Check every line of the entries below for "concrete", and copy the lines that have it.

Data entries:
________________________________________

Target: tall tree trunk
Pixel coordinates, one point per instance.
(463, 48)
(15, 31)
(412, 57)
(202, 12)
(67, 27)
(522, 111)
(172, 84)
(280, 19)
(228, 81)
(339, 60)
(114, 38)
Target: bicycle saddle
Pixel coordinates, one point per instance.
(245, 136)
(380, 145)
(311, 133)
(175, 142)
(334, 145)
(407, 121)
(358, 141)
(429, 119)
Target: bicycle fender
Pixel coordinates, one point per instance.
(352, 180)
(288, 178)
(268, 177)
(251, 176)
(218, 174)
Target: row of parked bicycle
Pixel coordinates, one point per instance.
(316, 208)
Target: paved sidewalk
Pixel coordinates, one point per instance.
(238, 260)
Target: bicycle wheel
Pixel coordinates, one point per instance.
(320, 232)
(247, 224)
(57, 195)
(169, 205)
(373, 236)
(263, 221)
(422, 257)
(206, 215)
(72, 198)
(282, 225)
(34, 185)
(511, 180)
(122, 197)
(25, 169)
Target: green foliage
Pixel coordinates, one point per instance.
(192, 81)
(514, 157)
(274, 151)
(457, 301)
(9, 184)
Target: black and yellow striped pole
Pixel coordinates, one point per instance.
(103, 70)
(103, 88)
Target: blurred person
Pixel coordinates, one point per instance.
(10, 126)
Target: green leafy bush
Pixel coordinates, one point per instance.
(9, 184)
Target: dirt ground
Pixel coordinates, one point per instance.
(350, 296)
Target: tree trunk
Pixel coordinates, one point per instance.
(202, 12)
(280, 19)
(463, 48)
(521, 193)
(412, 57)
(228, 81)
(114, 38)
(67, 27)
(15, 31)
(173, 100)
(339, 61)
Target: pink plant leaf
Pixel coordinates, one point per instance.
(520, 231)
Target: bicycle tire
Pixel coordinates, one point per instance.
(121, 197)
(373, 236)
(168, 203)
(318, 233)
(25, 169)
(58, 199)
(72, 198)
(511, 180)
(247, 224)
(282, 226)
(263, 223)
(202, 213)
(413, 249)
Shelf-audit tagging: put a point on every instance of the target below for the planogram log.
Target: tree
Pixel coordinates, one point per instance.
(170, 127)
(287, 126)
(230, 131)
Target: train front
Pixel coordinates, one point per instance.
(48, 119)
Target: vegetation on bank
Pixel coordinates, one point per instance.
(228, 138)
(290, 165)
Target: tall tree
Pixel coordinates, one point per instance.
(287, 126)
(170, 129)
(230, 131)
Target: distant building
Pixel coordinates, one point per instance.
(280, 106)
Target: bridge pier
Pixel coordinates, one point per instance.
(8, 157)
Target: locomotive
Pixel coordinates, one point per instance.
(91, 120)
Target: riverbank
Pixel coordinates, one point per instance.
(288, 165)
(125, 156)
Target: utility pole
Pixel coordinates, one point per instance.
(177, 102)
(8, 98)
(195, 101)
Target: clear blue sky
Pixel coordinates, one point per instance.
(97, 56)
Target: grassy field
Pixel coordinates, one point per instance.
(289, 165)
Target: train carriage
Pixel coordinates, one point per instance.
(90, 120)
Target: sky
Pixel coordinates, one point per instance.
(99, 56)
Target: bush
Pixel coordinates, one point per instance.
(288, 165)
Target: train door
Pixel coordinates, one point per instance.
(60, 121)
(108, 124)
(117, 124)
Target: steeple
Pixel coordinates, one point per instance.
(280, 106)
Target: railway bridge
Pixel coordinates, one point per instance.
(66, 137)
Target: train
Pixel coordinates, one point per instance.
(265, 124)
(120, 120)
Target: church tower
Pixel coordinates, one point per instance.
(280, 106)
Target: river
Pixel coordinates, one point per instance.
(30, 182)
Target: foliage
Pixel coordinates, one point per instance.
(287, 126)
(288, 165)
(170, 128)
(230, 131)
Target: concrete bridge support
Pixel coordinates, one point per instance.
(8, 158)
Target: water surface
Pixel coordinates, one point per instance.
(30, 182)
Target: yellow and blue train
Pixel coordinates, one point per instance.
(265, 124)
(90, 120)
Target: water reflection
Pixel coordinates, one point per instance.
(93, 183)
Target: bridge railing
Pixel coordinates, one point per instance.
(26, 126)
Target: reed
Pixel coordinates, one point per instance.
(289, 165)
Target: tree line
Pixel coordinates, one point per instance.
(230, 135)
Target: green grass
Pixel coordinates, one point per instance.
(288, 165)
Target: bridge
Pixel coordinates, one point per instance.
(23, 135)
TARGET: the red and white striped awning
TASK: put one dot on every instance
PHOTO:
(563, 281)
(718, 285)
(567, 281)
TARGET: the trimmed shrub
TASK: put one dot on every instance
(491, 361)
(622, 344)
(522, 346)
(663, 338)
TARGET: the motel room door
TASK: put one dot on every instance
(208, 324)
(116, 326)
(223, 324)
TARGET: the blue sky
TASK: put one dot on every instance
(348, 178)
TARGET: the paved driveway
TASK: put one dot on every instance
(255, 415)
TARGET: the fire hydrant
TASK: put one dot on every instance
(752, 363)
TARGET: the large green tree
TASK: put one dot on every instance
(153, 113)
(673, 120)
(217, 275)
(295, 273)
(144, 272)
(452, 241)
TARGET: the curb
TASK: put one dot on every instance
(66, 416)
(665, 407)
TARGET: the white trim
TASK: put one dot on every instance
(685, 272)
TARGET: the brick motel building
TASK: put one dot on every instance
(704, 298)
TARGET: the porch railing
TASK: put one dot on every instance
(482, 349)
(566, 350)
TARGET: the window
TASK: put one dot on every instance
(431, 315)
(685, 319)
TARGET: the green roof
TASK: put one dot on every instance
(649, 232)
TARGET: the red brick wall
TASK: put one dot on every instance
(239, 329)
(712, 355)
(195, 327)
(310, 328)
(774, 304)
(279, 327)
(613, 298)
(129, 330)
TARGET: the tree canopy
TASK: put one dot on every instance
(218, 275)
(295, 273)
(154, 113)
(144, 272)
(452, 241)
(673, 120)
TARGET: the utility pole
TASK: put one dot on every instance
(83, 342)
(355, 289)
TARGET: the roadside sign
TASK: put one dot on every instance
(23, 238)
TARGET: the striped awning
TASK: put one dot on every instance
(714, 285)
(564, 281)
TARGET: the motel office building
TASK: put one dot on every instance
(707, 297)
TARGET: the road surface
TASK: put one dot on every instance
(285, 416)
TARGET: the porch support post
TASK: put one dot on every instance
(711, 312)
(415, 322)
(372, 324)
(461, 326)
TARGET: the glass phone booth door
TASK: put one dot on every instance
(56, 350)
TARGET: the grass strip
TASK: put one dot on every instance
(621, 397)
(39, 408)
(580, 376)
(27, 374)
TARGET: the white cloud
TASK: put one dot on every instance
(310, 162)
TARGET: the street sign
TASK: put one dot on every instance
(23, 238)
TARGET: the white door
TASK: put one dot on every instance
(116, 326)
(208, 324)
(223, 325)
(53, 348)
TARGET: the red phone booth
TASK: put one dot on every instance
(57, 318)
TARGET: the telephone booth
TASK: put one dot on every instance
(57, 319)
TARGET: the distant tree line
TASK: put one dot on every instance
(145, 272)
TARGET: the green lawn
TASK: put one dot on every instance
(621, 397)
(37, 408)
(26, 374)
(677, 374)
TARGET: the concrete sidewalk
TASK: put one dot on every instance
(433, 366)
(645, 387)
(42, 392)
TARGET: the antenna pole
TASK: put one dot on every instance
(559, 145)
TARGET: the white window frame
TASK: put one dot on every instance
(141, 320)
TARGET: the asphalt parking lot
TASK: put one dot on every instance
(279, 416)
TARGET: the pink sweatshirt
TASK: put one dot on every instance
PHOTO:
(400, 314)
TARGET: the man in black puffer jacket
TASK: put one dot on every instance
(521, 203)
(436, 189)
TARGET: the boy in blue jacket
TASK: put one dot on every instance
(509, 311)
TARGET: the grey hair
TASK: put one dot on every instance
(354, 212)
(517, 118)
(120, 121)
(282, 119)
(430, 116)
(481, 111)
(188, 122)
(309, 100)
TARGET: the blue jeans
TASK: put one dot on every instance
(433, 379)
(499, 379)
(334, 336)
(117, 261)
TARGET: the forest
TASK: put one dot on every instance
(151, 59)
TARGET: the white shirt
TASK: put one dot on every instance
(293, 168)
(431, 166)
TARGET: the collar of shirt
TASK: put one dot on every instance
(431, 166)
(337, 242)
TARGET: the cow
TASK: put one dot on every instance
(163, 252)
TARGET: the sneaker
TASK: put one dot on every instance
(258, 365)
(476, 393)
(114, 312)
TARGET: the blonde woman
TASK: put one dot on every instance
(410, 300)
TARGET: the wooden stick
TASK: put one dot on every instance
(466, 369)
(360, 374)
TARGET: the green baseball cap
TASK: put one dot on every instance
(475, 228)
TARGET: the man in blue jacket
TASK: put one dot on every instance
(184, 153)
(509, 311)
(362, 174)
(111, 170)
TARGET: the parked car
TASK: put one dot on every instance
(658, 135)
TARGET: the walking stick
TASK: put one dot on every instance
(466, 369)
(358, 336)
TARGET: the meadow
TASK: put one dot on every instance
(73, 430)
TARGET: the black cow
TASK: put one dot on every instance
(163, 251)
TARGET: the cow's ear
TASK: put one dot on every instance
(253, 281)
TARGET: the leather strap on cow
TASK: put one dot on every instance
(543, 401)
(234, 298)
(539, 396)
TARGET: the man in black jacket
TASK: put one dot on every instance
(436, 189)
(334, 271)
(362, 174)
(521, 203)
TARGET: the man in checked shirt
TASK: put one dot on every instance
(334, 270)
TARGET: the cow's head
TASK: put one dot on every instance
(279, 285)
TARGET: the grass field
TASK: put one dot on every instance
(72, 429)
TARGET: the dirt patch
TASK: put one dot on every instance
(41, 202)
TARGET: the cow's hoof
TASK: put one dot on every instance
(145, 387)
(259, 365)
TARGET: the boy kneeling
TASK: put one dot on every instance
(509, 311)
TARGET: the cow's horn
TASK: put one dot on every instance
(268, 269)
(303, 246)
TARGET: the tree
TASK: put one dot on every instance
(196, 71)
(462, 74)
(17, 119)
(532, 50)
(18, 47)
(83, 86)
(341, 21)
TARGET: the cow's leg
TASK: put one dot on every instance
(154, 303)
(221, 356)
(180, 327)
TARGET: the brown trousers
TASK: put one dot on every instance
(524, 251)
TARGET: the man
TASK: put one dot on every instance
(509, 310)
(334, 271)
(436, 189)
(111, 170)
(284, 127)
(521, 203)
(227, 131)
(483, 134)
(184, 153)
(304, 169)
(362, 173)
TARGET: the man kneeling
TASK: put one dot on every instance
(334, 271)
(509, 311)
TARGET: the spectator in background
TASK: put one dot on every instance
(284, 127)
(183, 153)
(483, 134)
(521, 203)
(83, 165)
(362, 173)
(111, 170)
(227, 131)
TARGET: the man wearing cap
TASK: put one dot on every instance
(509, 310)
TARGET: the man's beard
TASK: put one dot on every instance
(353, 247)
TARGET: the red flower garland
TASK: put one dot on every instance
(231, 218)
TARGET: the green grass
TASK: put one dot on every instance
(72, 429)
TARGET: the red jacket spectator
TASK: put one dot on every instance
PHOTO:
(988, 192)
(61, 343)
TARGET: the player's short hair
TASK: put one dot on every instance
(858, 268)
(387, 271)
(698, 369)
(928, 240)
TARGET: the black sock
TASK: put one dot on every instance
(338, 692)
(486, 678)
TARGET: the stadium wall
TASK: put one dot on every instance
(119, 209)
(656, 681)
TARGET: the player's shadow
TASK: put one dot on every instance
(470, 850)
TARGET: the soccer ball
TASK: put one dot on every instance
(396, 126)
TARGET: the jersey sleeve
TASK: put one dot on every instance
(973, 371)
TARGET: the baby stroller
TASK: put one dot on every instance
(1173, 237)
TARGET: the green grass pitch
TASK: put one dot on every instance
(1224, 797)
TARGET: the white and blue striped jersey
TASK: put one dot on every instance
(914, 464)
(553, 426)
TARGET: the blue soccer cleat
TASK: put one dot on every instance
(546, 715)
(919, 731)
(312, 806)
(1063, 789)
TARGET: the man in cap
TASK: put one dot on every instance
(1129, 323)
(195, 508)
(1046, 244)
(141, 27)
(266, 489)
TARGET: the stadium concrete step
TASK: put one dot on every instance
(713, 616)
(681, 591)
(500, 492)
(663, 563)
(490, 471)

________________________________________

# Task solution
Target: concrete bridge support
TARGET: the concrete sidewalk
TARGET: the stadium concrete step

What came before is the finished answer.